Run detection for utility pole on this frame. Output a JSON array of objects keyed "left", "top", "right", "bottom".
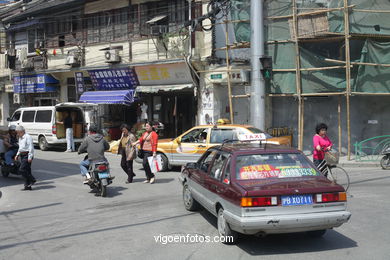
[{"left": 250, "top": 0, "right": 265, "bottom": 130}]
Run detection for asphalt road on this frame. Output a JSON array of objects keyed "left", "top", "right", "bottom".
[{"left": 0, "top": 150, "right": 390, "bottom": 260}]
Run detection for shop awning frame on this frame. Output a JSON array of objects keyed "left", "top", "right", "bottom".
[
  {"left": 135, "top": 84, "right": 194, "bottom": 93},
  {"left": 79, "top": 89, "right": 135, "bottom": 106}
]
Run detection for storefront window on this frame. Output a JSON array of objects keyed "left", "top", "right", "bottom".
[{"left": 153, "top": 96, "right": 162, "bottom": 121}]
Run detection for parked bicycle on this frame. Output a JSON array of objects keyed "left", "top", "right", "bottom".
[
  {"left": 317, "top": 154, "right": 349, "bottom": 191},
  {"left": 381, "top": 145, "right": 390, "bottom": 170}
]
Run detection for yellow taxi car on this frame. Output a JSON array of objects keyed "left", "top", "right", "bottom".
[{"left": 136, "top": 124, "right": 291, "bottom": 171}]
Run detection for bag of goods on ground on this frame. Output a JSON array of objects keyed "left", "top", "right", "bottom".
[
  {"left": 148, "top": 154, "right": 162, "bottom": 173},
  {"left": 73, "top": 124, "right": 83, "bottom": 138},
  {"left": 57, "top": 124, "right": 66, "bottom": 139},
  {"left": 108, "top": 140, "right": 119, "bottom": 154}
]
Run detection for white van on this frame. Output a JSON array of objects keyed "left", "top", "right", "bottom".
[{"left": 7, "top": 103, "right": 97, "bottom": 151}]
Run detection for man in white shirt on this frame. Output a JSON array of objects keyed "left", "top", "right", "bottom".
[{"left": 15, "top": 125, "right": 36, "bottom": 190}]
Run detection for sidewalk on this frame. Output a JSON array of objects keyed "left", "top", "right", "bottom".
[{"left": 338, "top": 156, "right": 381, "bottom": 168}]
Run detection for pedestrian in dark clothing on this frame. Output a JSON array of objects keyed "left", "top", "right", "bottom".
[
  {"left": 118, "top": 124, "right": 137, "bottom": 183},
  {"left": 15, "top": 125, "right": 36, "bottom": 190},
  {"left": 57, "top": 112, "right": 75, "bottom": 152},
  {"left": 133, "top": 122, "right": 158, "bottom": 184}
]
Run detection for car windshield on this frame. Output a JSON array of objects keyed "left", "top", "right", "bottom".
[
  {"left": 248, "top": 127, "right": 272, "bottom": 139},
  {"left": 236, "top": 153, "right": 320, "bottom": 180}
]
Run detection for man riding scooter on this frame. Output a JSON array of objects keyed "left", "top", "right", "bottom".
[
  {"left": 4, "top": 125, "right": 19, "bottom": 166},
  {"left": 78, "top": 125, "right": 110, "bottom": 184}
]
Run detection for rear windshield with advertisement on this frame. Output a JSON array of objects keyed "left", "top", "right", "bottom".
[{"left": 236, "top": 153, "right": 321, "bottom": 180}]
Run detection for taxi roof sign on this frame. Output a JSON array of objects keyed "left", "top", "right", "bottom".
[{"left": 238, "top": 133, "right": 267, "bottom": 141}]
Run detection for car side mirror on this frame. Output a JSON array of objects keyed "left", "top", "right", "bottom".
[{"left": 186, "top": 163, "right": 198, "bottom": 169}]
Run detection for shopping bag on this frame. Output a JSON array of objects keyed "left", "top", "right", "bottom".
[
  {"left": 148, "top": 154, "right": 162, "bottom": 173},
  {"left": 325, "top": 151, "right": 339, "bottom": 166}
]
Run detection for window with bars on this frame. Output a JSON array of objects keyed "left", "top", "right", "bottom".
[{"left": 86, "top": 9, "right": 129, "bottom": 43}]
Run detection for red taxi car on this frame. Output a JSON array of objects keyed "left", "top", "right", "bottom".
[{"left": 179, "top": 144, "right": 351, "bottom": 243}]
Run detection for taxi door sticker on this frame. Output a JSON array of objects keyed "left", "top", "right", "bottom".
[
  {"left": 176, "top": 145, "right": 198, "bottom": 153},
  {"left": 240, "top": 164, "right": 280, "bottom": 180},
  {"left": 279, "top": 167, "right": 318, "bottom": 178}
]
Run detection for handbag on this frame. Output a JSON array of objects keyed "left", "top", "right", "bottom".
[
  {"left": 324, "top": 151, "right": 339, "bottom": 166},
  {"left": 137, "top": 133, "right": 151, "bottom": 159},
  {"left": 137, "top": 148, "right": 145, "bottom": 159}
]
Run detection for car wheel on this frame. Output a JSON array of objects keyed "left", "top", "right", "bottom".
[
  {"left": 218, "top": 208, "right": 238, "bottom": 245},
  {"left": 1, "top": 166, "right": 9, "bottom": 178},
  {"left": 38, "top": 136, "right": 49, "bottom": 151},
  {"left": 381, "top": 155, "right": 390, "bottom": 170},
  {"left": 183, "top": 184, "right": 200, "bottom": 211},
  {"left": 307, "top": 229, "right": 326, "bottom": 237},
  {"left": 159, "top": 153, "right": 169, "bottom": 171}
]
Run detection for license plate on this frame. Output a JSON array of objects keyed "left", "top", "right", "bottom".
[
  {"left": 98, "top": 172, "right": 110, "bottom": 179},
  {"left": 282, "top": 195, "right": 313, "bottom": 206}
]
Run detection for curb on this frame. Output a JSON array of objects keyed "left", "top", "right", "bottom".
[{"left": 338, "top": 162, "right": 382, "bottom": 169}]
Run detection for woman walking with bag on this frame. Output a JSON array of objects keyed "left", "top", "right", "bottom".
[
  {"left": 133, "top": 121, "right": 158, "bottom": 184},
  {"left": 118, "top": 124, "right": 137, "bottom": 183},
  {"left": 313, "top": 123, "right": 333, "bottom": 166}
]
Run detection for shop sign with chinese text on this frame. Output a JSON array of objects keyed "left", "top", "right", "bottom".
[
  {"left": 88, "top": 68, "right": 139, "bottom": 90},
  {"left": 135, "top": 62, "right": 192, "bottom": 86}
]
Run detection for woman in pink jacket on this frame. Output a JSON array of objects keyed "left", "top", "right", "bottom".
[{"left": 313, "top": 123, "right": 333, "bottom": 166}]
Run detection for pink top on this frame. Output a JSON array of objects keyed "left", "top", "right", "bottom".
[{"left": 313, "top": 135, "right": 333, "bottom": 160}]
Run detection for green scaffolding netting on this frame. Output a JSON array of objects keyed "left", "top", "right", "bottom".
[{"left": 231, "top": 0, "right": 390, "bottom": 94}]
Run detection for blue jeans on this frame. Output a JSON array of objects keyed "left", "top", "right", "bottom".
[
  {"left": 66, "top": 128, "right": 75, "bottom": 151},
  {"left": 4, "top": 149, "right": 18, "bottom": 165},
  {"left": 80, "top": 160, "right": 90, "bottom": 176}
]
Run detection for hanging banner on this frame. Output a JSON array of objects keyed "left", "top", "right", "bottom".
[
  {"left": 14, "top": 74, "right": 59, "bottom": 93},
  {"left": 88, "top": 68, "right": 139, "bottom": 90},
  {"left": 74, "top": 72, "right": 85, "bottom": 95}
]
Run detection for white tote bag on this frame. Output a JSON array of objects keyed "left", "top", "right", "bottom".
[{"left": 148, "top": 154, "right": 162, "bottom": 173}]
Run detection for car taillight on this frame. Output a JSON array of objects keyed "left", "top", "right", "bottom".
[
  {"left": 241, "top": 196, "right": 278, "bottom": 207},
  {"left": 316, "top": 192, "right": 347, "bottom": 203},
  {"left": 98, "top": 165, "right": 107, "bottom": 171}
]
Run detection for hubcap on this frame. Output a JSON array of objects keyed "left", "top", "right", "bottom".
[
  {"left": 184, "top": 188, "right": 192, "bottom": 207},
  {"left": 218, "top": 211, "right": 226, "bottom": 236}
]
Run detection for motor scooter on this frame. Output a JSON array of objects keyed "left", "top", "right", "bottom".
[
  {"left": 85, "top": 161, "right": 114, "bottom": 197},
  {"left": 381, "top": 145, "right": 390, "bottom": 170},
  {"left": 0, "top": 153, "right": 21, "bottom": 177}
]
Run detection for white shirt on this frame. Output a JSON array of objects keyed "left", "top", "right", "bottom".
[
  {"left": 141, "top": 103, "right": 148, "bottom": 120},
  {"left": 16, "top": 133, "right": 34, "bottom": 159}
]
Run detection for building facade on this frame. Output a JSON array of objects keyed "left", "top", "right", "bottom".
[{"left": 0, "top": 0, "right": 210, "bottom": 137}]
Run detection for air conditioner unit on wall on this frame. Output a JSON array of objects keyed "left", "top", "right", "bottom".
[
  {"left": 104, "top": 49, "right": 121, "bottom": 63},
  {"left": 150, "top": 25, "right": 168, "bottom": 36},
  {"left": 14, "top": 94, "right": 20, "bottom": 104},
  {"left": 20, "top": 58, "right": 34, "bottom": 69},
  {"left": 65, "top": 53, "right": 80, "bottom": 66}
]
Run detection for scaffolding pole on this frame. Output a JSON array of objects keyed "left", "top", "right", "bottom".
[
  {"left": 225, "top": 21, "right": 234, "bottom": 124},
  {"left": 344, "top": 0, "right": 351, "bottom": 161},
  {"left": 250, "top": 0, "right": 265, "bottom": 129},
  {"left": 292, "top": 0, "right": 304, "bottom": 150}
]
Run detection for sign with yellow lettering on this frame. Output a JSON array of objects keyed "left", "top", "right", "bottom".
[{"left": 135, "top": 62, "right": 192, "bottom": 86}]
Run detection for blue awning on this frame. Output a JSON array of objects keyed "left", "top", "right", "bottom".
[{"left": 80, "top": 89, "right": 134, "bottom": 106}]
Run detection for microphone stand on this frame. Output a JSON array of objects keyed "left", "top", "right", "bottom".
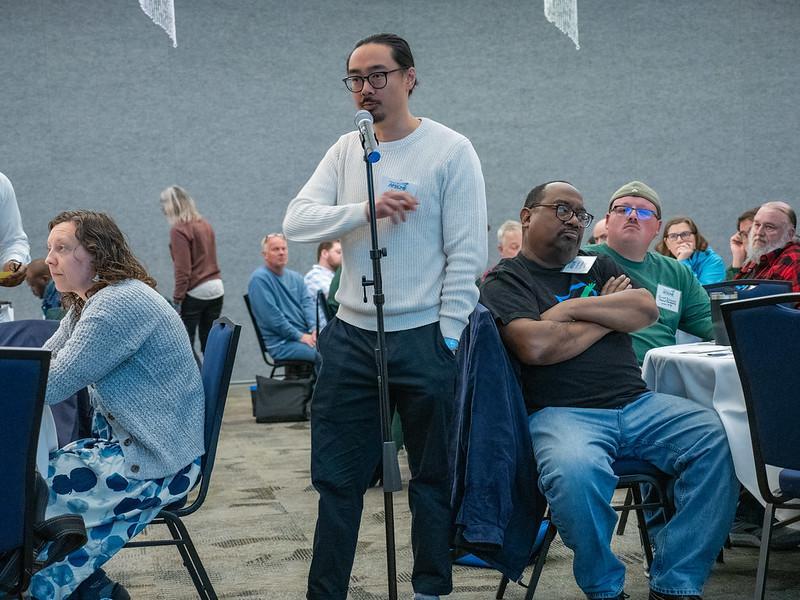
[{"left": 361, "top": 135, "right": 403, "bottom": 600}]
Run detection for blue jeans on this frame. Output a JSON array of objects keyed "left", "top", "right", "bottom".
[
  {"left": 528, "top": 392, "right": 739, "bottom": 599},
  {"left": 307, "top": 317, "right": 457, "bottom": 600},
  {"left": 267, "top": 342, "right": 319, "bottom": 363}
]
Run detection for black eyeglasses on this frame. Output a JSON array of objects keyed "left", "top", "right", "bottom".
[
  {"left": 531, "top": 204, "right": 594, "bottom": 228},
  {"left": 342, "top": 67, "right": 405, "bottom": 93},
  {"left": 609, "top": 204, "right": 656, "bottom": 221},
  {"left": 665, "top": 230, "right": 694, "bottom": 242}
]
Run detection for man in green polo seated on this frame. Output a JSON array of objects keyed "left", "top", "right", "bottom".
[{"left": 585, "top": 181, "right": 713, "bottom": 365}]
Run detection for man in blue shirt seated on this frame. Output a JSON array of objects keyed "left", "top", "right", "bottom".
[
  {"left": 481, "top": 181, "right": 738, "bottom": 600},
  {"left": 247, "top": 233, "right": 319, "bottom": 362},
  {"left": 25, "top": 258, "right": 66, "bottom": 320}
]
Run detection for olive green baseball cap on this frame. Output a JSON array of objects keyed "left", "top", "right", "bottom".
[{"left": 608, "top": 181, "right": 661, "bottom": 220}]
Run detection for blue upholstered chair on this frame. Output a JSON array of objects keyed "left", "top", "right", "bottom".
[
  {"left": 703, "top": 279, "right": 792, "bottom": 300},
  {"left": 722, "top": 294, "right": 800, "bottom": 600},
  {"left": 125, "top": 317, "right": 241, "bottom": 600},
  {"left": 0, "top": 348, "right": 50, "bottom": 597}
]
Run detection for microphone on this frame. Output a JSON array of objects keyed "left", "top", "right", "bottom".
[{"left": 355, "top": 110, "right": 381, "bottom": 163}]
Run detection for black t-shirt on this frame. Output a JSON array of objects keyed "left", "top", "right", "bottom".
[{"left": 481, "top": 251, "right": 647, "bottom": 412}]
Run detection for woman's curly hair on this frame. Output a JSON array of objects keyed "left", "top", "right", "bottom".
[{"left": 48, "top": 210, "right": 156, "bottom": 320}]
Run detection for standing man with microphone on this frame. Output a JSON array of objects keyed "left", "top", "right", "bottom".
[{"left": 283, "top": 33, "right": 487, "bottom": 600}]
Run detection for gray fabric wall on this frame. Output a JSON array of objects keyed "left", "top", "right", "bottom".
[{"left": 0, "top": 0, "right": 800, "bottom": 379}]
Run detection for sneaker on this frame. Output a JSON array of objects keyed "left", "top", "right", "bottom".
[
  {"left": 729, "top": 520, "right": 800, "bottom": 550},
  {"left": 649, "top": 590, "right": 703, "bottom": 600},
  {"left": 75, "top": 569, "right": 131, "bottom": 600}
]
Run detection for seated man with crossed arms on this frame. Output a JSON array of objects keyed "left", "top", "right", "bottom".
[{"left": 481, "top": 181, "right": 738, "bottom": 600}]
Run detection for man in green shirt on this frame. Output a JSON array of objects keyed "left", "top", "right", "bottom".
[{"left": 585, "top": 181, "right": 713, "bottom": 364}]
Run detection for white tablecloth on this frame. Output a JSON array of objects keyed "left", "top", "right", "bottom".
[
  {"left": 36, "top": 406, "right": 58, "bottom": 477},
  {"left": 642, "top": 343, "right": 778, "bottom": 504}
]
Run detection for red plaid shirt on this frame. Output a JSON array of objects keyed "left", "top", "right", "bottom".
[{"left": 736, "top": 241, "right": 800, "bottom": 292}]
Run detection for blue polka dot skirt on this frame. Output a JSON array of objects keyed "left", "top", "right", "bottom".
[{"left": 29, "top": 411, "right": 200, "bottom": 600}]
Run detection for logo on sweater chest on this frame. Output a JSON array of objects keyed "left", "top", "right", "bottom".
[{"left": 378, "top": 176, "right": 417, "bottom": 198}]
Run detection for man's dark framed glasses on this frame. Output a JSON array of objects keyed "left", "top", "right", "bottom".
[
  {"left": 531, "top": 204, "right": 594, "bottom": 228},
  {"left": 342, "top": 67, "right": 405, "bottom": 93},
  {"left": 609, "top": 204, "right": 656, "bottom": 221}
]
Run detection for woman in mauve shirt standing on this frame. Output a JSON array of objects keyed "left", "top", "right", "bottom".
[{"left": 161, "top": 185, "right": 225, "bottom": 352}]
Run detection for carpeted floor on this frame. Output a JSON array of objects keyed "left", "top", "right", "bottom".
[{"left": 107, "top": 386, "right": 800, "bottom": 600}]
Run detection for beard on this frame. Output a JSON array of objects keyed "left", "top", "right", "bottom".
[{"left": 745, "top": 234, "right": 792, "bottom": 263}]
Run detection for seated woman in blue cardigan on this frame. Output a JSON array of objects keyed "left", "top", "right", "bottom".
[{"left": 29, "top": 210, "right": 205, "bottom": 600}]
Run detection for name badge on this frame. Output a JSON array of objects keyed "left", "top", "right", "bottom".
[
  {"left": 561, "top": 256, "right": 597, "bottom": 275},
  {"left": 656, "top": 283, "right": 681, "bottom": 312},
  {"left": 378, "top": 176, "right": 417, "bottom": 198}
]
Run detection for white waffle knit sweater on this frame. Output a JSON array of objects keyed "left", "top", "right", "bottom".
[{"left": 283, "top": 119, "right": 487, "bottom": 339}]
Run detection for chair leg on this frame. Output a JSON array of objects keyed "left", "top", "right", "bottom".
[
  {"left": 525, "top": 521, "right": 556, "bottom": 600},
  {"left": 617, "top": 488, "right": 633, "bottom": 535},
  {"left": 494, "top": 575, "right": 508, "bottom": 600},
  {"left": 164, "top": 516, "right": 205, "bottom": 598},
  {"left": 164, "top": 512, "right": 218, "bottom": 600},
  {"left": 629, "top": 484, "right": 653, "bottom": 573},
  {"left": 753, "top": 502, "right": 775, "bottom": 600}
]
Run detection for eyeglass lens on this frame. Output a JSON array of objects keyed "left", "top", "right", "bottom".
[{"left": 611, "top": 204, "right": 656, "bottom": 221}]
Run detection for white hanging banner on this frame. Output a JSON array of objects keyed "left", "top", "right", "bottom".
[
  {"left": 139, "top": 0, "right": 178, "bottom": 48},
  {"left": 544, "top": 0, "right": 581, "bottom": 50}
]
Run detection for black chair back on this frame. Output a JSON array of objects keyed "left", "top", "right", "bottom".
[
  {"left": 703, "top": 279, "right": 792, "bottom": 300},
  {"left": 722, "top": 294, "right": 800, "bottom": 503},
  {"left": 181, "top": 317, "right": 242, "bottom": 516},
  {"left": 243, "top": 294, "right": 275, "bottom": 367},
  {"left": 317, "top": 290, "right": 336, "bottom": 323},
  {"left": 0, "top": 347, "right": 50, "bottom": 596}
]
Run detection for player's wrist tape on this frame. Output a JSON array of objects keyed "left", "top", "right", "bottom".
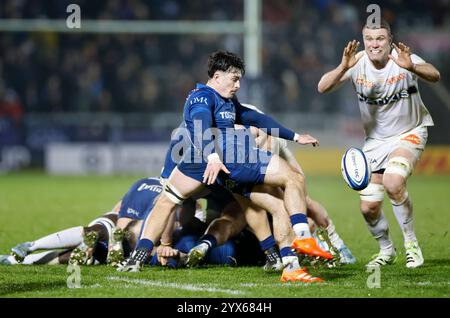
[{"left": 207, "top": 152, "right": 222, "bottom": 162}]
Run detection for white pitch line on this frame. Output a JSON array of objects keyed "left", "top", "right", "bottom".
[{"left": 107, "top": 276, "right": 246, "bottom": 295}]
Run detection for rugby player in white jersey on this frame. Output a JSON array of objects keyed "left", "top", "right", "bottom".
[{"left": 318, "top": 20, "right": 440, "bottom": 268}]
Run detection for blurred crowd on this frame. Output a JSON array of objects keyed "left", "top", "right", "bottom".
[{"left": 0, "top": 0, "right": 450, "bottom": 117}]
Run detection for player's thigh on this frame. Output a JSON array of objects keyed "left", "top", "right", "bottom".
[
  {"left": 165, "top": 167, "right": 204, "bottom": 198},
  {"left": 359, "top": 173, "right": 384, "bottom": 213},
  {"left": 264, "top": 155, "right": 303, "bottom": 187},
  {"left": 383, "top": 147, "right": 420, "bottom": 191},
  {"left": 222, "top": 201, "right": 247, "bottom": 233},
  {"left": 250, "top": 184, "right": 284, "bottom": 214}
]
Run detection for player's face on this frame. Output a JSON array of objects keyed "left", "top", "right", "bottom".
[
  {"left": 216, "top": 69, "right": 242, "bottom": 98},
  {"left": 363, "top": 28, "right": 391, "bottom": 64}
]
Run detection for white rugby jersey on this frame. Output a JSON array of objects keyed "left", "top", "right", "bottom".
[{"left": 345, "top": 50, "right": 434, "bottom": 139}]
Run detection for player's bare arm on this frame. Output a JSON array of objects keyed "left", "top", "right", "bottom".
[
  {"left": 317, "top": 40, "right": 363, "bottom": 93},
  {"left": 389, "top": 42, "right": 441, "bottom": 82},
  {"left": 203, "top": 153, "right": 230, "bottom": 185}
]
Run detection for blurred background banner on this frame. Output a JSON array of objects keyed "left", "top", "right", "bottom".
[{"left": 0, "top": 0, "right": 450, "bottom": 174}]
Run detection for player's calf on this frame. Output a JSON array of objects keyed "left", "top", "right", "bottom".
[{"left": 69, "top": 231, "right": 99, "bottom": 265}]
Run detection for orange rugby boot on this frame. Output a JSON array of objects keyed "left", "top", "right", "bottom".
[
  {"left": 291, "top": 237, "right": 333, "bottom": 260},
  {"left": 281, "top": 268, "right": 324, "bottom": 283}
]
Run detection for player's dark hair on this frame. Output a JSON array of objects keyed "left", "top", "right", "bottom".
[
  {"left": 208, "top": 51, "right": 245, "bottom": 78},
  {"left": 363, "top": 19, "right": 393, "bottom": 41}
]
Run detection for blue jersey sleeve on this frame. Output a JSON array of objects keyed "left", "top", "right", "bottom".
[
  {"left": 189, "top": 94, "right": 214, "bottom": 159},
  {"left": 235, "top": 102, "right": 295, "bottom": 140}
]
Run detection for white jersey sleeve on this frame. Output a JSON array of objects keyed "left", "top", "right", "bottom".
[{"left": 349, "top": 50, "right": 433, "bottom": 139}]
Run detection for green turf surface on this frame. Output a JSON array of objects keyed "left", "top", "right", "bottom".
[{"left": 0, "top": 173, "right": 450, "bottom": 298}]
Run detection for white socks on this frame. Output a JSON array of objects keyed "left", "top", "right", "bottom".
[
  {"left": 391, "top": 191, "right": 417, "bottom": 242},
  {"left": 30, "top": 226, "right": 83, "bottom": 252},
  {"left": 292, "top": 223, "right": 311, "bottom": 239},
  {"left": 22, "top": 251, "right": 60, "bottom": 265},
  {"left": 281, "top": 255, "right": 300, "bottom": 272},
  {"left": 366, "top": 210, "right": 394, "bottom": 255},
  {"left": 327, "top": 219, "right": 344, "bottom": 249}
]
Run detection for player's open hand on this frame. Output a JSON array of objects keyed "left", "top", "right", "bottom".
[
  {"left": 156, "top": 245, "right": 179, "bottom": 266},
  {"left": 203, "top": 153, "right": 230, "bottom": 185},
  {"left": 389, "top": 42, "right": 414, "bottom": 70},
  {"left": 294, "top": 135, "right": 319, "bottom": 147},
  {"left": 341, "top": 40, "right": 362, "bottom": 70}
]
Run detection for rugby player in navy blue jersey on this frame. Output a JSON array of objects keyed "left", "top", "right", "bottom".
[{"left": 119, "top": 51, "right": 333, "bottom": 280}]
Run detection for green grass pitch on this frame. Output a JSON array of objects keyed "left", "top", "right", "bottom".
[{"left": 0, "top": 172, "right": 450, "bottom": 298}]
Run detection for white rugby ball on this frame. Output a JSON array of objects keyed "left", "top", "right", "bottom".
[{"left": 341, "top": 148, "right": 371, "bottom": 191}]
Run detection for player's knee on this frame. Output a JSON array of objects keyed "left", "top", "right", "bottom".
[
  {"left": 383, "top": 174, "right": 406, "bottom": 201},
  {"left": 286, "top": 172, "right": 305, "bottom": 189},
  {"left": 163, "top": 181, "right": 187, "bottom": 205},
  {"left": 359, "top": 182, "right": 384, "bottom": 205},
  {"left": 361, "top": 201, "right": 383, "bottom": 219},
  {"left": 383, "top": 157, "right": 412, "bottom": 179}
]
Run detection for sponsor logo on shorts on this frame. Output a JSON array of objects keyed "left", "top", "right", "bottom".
[
  {"left": 401, "top": 134, "right": 420, "bottom": 145},
  {"left": 127, "top": 208, "right": 139, "bottom": 216}
]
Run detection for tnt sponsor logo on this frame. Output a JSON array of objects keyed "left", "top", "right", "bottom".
[
  {"left": 401, "top": 134, "right": 420, "bottom": 145},
  {"left": 356, "top": 75, "right": 375, "bottom": 88},
  {"left": 219, "top": 112, "right": 236, "bottom": 120},
  {"left": 191, "top": 97, "right": 208, "bottom": 105},
  {"left": 137, "top": 183, "right": 162, "bottom": 193},
  {"left": 127, "top": 208, "right": 139, "bottom": 216}
]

____

▶ _Enunciado_: Informe quantas linhas dos dados acima contêm a palavra "wall". Responda só com o número.

▶ _Solução_: 2